ANALİZ
Fetullah Gülen cemaati eğer eğitim işine el
atmasaydı bu kadar güçlenebilir miydi?
Bu soruya “kesinlikle hayır” cevabını
verebilirim.
Çünkü bu “dini cemaat” sadece
dindar çevrelerde, tarikatlar
aleminde ilgi görmedi.
Hatta asıl ilgiyi fazla dindar olmayan, laik yaşam biçimini
benimsemiş bunun da ötesinde Atatürkçü,
cumhuriyetçi kesimlerde gördü
Gülen cemaati 1990’lı yılların başından itibaren
yükselen
“Siyasal
İslamcı akımdan” etkilenen ve
endişelenen sol, laik, cumhuriyetçi, Atatürkçü
kesimlerin “Biz de
Müslümanız” savunmasını yapabilmelerini sağlayan bir
araç gibiydi.
Çünkü bu cemaat kendi içinde “katı şeriatçı” bir
yapı oluşturmasına karşın, dışarıya “dini yobazlık olarak
algılamayan, eğitime, bilime önem veren” bir portre
çizdi.
Refah Partisi’nin dinci dayatmasına ve bunun
toplumda yükselen gücüne karşı bu kesimler hem
kendi dindarlıklarını hatırladılar hem de
dini bir kenara bırakmadan da bilimsel gelişmenin
olabileceğine inandırdılar kendilerini.
Gülen cemaati, bunu eğitime önem vererek, daha
doğrusu, aslında hayli pahalı okullar ve
dershaneler açarak başardı.
Bu okulların hepsinde “Atatürk köşeleri!”
vardı.
Öğrencilere dini baskı! yapılmıyordu.
Müfredatın içine ekstradan din dersleri!
eklenmiyordu.
Fetullah Gülen hocaefendi! “türban” diye
tutturmuyor, insanların özgür olması gerektiğini
söylüyordu.
Böyle inandırdı! kendilerini laik
Atatürkçüler.
Sonuçta kısa bir süre içinde Türkiye ve dünyanın birçok ülkesinde
1000’e yakın okul açıldı.
Bu okullara laik, Atatürkçü kesimden yüzlerce
ziyaretçi götürüldü.
Her ziyaretçi dönüşünde “Hakkını verelim, adam dinci falan
ama eğitimde müthiş” yorumları yapıyordu.

Veri satırları —
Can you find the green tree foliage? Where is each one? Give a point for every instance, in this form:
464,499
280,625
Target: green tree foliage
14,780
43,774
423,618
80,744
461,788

...

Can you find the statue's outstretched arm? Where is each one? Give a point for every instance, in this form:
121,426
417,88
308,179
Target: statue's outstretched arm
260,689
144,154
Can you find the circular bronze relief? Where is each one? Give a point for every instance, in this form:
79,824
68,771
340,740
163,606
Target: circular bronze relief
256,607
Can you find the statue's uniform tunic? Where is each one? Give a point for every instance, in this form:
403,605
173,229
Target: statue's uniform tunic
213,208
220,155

* * *

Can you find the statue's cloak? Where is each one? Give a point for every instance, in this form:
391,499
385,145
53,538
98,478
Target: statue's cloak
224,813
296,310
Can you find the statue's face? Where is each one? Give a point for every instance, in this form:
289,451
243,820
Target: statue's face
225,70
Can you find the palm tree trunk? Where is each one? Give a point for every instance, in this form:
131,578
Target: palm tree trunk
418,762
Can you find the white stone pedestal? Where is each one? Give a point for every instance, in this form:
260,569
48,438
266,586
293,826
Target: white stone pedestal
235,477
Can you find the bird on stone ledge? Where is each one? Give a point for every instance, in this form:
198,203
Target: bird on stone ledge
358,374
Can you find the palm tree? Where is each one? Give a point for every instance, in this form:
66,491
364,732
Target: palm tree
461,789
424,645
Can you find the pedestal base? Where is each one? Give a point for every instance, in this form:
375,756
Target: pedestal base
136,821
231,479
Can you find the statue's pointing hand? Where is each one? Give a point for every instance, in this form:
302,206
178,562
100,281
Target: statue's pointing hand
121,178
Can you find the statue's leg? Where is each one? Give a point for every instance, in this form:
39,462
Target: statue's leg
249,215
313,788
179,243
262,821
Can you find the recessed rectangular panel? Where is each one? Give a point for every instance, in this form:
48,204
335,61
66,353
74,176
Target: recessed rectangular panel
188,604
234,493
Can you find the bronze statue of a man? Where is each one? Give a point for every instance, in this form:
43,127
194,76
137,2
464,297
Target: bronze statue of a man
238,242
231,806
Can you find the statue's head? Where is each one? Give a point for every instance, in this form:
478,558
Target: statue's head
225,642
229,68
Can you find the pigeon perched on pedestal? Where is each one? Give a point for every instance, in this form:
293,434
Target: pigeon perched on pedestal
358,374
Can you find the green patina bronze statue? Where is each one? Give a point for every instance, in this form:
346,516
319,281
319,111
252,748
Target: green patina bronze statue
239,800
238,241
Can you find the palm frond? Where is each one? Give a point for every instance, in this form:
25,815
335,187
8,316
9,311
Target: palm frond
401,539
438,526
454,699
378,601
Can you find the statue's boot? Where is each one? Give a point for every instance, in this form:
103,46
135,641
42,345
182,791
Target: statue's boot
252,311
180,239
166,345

Alıştırma görevi 1 — Gülen cemaati ve eğitim üzerine yazıya göre Türkiye'de ve dünyanın birçok ülkesinde kısa sürede kaç okul açıldı?
Alıştırma görevi 2 — Gülen cemaati ve eğitim üzerine yazıda, "Siyasal İslamcı akımdan" etkilenip endişelenen kesimleri niteleyen sıfatların hepsini metindeki sırayla sıralayın.
Alıştırma görevi 3 — Gülen cemaati ve eğitim üzerine yazıyı, son cümlesinin ardından kaldığı noktadan sürdürün.

Nihai cevap 1 — 1000'e yakın okul açıldı.

Nihai cevap 2 — sol, laik, cumhuriyetçi, Atatürkçü

Nihai cevap 3 —
Dönemin askerleri bile Erbakan’a karşı “ılımlı
Müslüman” olan Fetullah Gülen’in yanında yer alıyordu.
Ne büyük yanılgı.
Dilimizde tüy bitti
ama anlatamadık.
AKP de bundan
yararlandı.
Cemaati yanına aldı, güçlendi,
palazlandı, cemaatin yurtdışında yetişmiş, teknolojiyi bir
robot düzeyinde becerebilen müritlerini her türlü
pis işte kullanarak Türkiye’ye dönüştürmeyi
başardı ve “tek adam rejimine” kadar getirdi
işi.
Sonunda para paylaşımında sorun çıkınca
devlet gücü kullanılarak cemaat
tasfiye edildi, malına, mülküne, parasına el
konuldu.
Şimdi cemaatin yurtdışındaki okulları da birer
birer aile vakfı gibi yönetilen fiilen Cumhurbaşkanlığı Sarayı’na
bağlı olan Maarif Vakfı’na geçiriliyor.
55 ülkedeki 164 cemaat okulu
halen Maarif Vakfı’na geçmiş durumda.
Tabii bu devletin maddi gücüyle
sağlanıyor.
Sayının daha da artacağı belirtiliyor.
Gülen cemaatinin eğitimle çok yükseldiğini gören Erdoğan
aynı yoldan geçiyor.
Eski cemaatin yerini bu kez tamamen Erdoğan’a bağlı bir
başka cemaat alıyor.
Yakında “Türkçe Olimpiyatları’nı” da yaparlarsa
hiç şaşırmam.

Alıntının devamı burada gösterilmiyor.